--- Supplied data Enclosed Below ---

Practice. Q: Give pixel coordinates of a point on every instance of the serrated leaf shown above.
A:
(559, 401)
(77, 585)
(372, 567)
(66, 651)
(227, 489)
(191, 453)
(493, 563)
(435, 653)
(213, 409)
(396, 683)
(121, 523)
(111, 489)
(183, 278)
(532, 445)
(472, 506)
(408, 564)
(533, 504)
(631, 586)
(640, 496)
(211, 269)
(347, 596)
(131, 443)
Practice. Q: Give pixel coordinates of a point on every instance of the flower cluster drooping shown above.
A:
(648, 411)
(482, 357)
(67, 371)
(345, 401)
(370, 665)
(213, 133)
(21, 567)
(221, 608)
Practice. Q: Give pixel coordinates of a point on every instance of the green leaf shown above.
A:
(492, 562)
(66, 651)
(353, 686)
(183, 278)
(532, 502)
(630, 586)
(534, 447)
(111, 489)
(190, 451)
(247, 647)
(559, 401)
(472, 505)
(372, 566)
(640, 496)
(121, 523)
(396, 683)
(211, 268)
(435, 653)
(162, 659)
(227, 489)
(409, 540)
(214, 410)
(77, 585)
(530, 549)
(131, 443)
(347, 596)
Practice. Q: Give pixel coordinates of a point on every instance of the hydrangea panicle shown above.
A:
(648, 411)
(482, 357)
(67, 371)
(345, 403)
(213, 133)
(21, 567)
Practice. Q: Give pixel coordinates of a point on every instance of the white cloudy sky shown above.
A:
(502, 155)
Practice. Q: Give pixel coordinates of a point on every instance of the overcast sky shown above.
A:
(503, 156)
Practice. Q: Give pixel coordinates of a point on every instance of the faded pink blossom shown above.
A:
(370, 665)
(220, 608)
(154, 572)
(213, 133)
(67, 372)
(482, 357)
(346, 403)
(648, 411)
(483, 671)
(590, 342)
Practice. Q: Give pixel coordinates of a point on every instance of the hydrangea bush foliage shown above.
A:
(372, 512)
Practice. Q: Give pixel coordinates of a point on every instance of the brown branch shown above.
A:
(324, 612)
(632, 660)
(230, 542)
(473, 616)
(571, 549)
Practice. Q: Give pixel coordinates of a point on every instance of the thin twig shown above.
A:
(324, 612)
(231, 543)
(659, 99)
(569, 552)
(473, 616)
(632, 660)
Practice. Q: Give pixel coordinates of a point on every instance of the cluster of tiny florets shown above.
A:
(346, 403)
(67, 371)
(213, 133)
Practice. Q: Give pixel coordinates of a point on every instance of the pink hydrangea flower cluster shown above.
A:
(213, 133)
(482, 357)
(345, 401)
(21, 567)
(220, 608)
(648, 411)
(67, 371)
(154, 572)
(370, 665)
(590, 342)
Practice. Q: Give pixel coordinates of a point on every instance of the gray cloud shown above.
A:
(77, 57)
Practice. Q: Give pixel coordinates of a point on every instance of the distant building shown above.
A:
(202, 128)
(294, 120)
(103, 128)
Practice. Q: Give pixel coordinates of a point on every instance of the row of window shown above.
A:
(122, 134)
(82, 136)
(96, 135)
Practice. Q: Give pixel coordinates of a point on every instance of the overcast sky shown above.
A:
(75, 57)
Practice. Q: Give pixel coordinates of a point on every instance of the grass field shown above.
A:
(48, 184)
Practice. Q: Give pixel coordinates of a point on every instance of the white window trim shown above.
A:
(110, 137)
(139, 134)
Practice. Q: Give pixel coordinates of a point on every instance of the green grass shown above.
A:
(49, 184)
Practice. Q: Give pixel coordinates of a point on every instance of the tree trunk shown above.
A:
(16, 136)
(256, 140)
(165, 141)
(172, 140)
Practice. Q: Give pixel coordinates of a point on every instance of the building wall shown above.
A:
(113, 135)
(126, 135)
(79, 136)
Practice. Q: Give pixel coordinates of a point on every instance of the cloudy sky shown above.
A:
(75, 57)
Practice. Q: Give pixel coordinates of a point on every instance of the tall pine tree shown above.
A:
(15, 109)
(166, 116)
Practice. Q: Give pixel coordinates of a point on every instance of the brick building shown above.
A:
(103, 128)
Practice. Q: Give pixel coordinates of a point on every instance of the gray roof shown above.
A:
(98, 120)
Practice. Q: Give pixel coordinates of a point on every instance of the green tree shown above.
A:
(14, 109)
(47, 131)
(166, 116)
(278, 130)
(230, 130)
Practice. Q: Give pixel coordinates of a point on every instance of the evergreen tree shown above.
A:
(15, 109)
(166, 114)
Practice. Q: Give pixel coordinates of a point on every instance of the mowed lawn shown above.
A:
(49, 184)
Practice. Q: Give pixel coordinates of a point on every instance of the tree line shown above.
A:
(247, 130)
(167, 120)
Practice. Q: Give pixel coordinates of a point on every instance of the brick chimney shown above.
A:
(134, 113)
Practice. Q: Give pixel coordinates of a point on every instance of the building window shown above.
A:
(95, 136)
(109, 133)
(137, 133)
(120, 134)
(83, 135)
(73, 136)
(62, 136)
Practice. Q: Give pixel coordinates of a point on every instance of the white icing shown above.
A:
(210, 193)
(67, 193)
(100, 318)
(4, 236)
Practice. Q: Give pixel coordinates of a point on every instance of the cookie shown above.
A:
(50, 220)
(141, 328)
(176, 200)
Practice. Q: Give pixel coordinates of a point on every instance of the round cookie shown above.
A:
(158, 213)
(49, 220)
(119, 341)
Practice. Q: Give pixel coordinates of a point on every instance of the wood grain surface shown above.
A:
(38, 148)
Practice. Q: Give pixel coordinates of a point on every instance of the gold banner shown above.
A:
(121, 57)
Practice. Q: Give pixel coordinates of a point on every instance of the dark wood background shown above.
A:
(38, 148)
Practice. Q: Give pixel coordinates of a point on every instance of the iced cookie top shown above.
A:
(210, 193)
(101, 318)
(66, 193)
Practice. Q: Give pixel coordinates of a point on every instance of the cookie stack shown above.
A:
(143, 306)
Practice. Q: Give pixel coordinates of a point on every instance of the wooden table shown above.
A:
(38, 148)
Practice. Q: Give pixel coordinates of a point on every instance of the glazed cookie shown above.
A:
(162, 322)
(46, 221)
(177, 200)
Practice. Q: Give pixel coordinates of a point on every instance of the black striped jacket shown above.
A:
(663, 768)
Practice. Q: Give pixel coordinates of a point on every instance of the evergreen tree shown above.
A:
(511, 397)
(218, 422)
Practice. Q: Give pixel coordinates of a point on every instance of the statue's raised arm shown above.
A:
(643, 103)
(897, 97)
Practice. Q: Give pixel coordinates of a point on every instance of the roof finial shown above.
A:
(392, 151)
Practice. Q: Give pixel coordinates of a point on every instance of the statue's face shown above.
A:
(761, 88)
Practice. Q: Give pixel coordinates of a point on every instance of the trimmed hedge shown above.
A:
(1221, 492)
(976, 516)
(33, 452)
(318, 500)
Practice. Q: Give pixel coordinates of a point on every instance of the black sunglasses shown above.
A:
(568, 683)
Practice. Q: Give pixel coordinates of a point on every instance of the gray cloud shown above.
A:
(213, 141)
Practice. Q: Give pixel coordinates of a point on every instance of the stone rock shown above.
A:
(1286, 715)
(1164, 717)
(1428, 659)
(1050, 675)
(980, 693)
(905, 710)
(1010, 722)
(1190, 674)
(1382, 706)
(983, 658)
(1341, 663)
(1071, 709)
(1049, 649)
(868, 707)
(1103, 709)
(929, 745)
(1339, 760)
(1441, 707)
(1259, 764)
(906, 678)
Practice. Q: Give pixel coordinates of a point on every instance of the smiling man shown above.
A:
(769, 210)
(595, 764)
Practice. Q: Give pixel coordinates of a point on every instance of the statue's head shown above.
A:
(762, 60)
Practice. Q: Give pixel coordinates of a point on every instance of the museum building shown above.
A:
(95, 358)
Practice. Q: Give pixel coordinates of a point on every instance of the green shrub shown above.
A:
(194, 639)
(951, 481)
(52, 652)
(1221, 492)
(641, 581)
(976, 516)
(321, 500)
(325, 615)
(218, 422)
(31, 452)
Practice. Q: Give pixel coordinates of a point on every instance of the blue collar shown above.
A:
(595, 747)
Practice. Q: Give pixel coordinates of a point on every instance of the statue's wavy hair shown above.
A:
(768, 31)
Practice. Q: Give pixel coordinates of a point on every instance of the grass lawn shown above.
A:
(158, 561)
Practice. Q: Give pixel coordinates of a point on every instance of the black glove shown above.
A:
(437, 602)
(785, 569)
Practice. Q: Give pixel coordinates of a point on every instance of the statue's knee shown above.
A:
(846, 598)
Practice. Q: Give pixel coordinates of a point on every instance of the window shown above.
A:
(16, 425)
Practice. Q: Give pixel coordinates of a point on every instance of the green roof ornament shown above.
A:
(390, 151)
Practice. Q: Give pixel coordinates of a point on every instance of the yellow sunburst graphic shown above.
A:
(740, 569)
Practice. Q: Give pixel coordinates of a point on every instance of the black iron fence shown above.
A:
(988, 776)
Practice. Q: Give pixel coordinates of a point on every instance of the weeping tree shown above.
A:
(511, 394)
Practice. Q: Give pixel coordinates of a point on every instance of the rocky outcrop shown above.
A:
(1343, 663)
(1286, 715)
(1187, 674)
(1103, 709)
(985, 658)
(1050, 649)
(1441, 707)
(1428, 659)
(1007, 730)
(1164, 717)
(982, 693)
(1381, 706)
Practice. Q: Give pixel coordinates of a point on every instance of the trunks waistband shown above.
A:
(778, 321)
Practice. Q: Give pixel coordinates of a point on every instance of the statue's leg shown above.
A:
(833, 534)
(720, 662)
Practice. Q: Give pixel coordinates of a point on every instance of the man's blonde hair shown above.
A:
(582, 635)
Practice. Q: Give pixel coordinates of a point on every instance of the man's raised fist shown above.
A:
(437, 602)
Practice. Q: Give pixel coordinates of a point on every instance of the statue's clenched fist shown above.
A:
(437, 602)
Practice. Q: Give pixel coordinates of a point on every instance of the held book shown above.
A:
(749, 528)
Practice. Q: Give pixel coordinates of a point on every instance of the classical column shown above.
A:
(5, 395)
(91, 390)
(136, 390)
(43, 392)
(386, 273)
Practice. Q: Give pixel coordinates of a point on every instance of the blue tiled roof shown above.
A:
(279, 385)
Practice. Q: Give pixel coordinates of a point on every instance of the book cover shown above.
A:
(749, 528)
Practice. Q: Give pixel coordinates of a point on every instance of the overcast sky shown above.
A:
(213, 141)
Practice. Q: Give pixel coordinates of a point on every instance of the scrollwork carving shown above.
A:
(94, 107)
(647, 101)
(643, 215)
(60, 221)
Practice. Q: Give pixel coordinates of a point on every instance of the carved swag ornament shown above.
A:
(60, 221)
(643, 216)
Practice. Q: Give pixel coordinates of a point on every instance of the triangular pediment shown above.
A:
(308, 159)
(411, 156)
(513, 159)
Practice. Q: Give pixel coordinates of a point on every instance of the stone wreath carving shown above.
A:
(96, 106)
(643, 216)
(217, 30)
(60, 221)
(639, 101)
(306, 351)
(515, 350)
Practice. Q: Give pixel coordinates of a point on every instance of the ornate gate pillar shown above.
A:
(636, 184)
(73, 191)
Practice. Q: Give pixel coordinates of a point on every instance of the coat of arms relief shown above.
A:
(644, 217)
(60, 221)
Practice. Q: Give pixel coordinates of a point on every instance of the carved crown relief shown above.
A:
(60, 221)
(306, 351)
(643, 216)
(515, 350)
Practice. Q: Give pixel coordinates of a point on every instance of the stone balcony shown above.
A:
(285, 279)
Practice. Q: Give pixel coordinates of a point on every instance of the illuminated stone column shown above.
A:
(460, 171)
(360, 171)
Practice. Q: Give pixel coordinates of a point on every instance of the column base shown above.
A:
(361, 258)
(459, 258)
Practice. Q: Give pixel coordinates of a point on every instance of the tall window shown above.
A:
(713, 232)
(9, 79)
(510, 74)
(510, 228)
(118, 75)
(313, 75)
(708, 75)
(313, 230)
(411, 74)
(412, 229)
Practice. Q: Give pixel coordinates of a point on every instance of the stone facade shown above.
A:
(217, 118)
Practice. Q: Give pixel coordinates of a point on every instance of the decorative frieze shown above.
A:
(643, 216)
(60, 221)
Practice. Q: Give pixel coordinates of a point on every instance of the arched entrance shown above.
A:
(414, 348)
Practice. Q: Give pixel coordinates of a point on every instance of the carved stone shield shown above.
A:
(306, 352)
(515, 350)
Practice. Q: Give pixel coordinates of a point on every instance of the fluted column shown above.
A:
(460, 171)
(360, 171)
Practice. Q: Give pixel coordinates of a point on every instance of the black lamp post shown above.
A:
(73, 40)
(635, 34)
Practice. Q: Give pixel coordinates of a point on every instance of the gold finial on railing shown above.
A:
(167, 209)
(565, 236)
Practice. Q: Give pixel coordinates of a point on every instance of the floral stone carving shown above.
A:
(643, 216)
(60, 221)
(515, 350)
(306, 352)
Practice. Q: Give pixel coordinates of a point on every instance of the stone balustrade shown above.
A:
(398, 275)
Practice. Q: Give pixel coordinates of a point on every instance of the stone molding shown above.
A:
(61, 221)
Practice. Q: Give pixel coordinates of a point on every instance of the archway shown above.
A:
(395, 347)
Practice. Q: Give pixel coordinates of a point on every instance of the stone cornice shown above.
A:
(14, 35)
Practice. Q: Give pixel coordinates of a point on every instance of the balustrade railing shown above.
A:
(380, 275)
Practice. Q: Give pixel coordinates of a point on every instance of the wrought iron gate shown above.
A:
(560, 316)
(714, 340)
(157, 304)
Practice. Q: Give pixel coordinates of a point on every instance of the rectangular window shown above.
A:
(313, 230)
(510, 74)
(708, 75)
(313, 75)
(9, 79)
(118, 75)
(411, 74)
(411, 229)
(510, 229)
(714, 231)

--- End of Enclosed Supplied data ---

*Work request*: Print the lines above, unchanged, from the start of the records to the line with "green leaf shown above.", including that final line.

*Answer for this exercise*:
Practice. Q: Give pixel coordinates of a point on every instance of the serrated leaf shown above.
A:
(559, 401)
(77, 585)
(372, 567)
(66, 651)
(227, 489)
(191, 453)
(493, 563)
(435, 653)
(213, 409)
(396, 683)
(121, 523)
(111, 489)
(183, 278)
(532, 445)
(472, 506)
(408, 564)
(533, 504)
(631, 586)
(640, 496)
(211, 269)
(347, 596)
(131, 443)
Practice. Q: Give pixel coordinates of a point on every instance of the flower cluster drooping shown above.
A:
(648, 411)
(482, 357)
(67, 371)
(345, 401)
(370, 665)
(213, 133)
(21, 567)
(221, 608)
Practice. Q: Give pixel coordinates of a point on every instance of the green leaf shown above.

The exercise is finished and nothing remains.